[Records from a dataset]
┄┄┄┄┄┄

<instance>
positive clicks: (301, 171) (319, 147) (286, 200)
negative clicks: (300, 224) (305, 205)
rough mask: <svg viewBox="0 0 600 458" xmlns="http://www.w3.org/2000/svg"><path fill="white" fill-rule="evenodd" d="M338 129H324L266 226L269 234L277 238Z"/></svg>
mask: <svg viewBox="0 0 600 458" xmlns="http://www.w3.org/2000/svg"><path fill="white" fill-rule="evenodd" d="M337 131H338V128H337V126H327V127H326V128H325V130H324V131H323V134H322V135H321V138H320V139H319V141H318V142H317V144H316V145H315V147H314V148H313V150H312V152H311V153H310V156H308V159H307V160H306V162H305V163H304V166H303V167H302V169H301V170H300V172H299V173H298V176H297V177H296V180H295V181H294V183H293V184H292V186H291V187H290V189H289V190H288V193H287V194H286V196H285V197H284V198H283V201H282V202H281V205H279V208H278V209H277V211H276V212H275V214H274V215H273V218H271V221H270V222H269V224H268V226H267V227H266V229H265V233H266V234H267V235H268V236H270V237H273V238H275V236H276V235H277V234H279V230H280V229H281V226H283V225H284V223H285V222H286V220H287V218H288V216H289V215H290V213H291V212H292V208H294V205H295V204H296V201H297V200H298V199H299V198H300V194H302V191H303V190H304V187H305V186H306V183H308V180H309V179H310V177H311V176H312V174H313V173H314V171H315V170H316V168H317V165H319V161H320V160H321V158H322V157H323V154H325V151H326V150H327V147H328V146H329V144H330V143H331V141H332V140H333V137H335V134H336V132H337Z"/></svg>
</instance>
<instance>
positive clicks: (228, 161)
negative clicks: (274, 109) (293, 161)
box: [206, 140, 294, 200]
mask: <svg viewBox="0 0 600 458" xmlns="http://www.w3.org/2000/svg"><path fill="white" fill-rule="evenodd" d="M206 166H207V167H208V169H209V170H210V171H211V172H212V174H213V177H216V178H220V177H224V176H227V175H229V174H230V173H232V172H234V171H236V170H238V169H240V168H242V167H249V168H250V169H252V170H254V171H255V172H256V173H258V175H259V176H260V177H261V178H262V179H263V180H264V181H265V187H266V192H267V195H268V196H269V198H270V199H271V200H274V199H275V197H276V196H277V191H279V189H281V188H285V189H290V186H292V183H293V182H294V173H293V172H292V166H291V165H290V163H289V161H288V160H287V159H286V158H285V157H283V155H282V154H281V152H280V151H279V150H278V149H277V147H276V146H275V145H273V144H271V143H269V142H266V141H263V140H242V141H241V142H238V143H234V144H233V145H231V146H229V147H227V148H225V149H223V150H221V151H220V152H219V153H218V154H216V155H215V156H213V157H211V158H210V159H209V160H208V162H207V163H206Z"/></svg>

┄┄┄┄┄┄

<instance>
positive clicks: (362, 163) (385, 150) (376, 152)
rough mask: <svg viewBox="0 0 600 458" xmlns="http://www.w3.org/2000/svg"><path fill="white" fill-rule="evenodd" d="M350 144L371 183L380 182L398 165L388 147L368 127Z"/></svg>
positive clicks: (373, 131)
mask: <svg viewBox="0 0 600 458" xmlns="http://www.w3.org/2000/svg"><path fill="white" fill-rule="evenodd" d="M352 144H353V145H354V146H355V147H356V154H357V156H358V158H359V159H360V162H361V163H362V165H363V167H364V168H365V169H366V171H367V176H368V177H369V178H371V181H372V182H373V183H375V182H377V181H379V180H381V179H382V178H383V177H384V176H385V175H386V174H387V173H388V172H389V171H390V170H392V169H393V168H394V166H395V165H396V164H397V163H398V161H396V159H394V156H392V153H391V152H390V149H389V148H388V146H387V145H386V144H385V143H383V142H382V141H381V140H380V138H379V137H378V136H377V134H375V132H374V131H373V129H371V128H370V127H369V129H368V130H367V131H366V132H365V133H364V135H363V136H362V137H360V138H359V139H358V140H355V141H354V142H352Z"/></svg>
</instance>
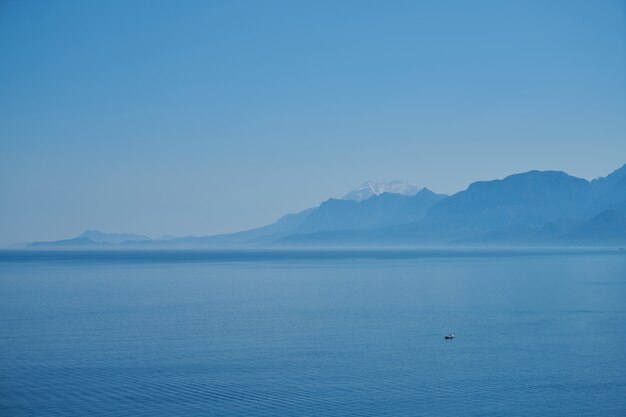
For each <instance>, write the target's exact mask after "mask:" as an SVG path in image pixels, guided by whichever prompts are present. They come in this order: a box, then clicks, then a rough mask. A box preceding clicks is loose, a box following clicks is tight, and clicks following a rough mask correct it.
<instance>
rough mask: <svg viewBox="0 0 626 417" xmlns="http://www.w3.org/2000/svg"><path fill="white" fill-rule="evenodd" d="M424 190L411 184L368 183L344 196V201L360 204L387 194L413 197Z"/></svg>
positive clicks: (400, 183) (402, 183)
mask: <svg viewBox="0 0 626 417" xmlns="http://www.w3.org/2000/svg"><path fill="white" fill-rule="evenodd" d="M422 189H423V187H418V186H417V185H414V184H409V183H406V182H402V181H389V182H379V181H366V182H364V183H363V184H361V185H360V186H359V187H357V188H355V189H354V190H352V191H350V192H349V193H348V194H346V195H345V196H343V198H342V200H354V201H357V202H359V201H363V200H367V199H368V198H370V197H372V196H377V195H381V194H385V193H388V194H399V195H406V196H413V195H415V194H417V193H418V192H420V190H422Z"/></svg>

┄┄┄┄┄┄

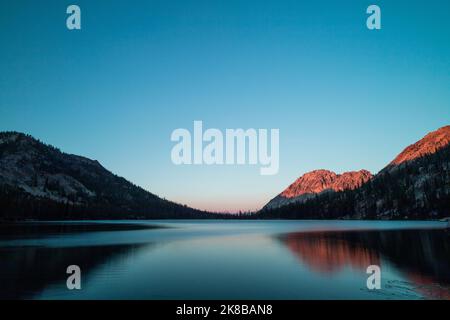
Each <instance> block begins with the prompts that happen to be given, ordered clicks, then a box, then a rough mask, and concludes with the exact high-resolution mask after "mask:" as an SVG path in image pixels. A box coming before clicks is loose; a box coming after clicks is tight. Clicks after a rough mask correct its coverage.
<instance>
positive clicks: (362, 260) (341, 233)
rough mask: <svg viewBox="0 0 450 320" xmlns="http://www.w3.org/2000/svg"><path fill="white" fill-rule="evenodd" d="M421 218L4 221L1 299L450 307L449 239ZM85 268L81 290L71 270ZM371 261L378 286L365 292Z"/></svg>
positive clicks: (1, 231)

┄┄┄┄┄┄

### REQUIRED WORK
Looking through the records, copy out every line in which the word "negative" is found.

### RESULT OF THIS TASK
negative clicks: (300, 224) (305, 205)
negative clicks: (274, 109) (293, 161)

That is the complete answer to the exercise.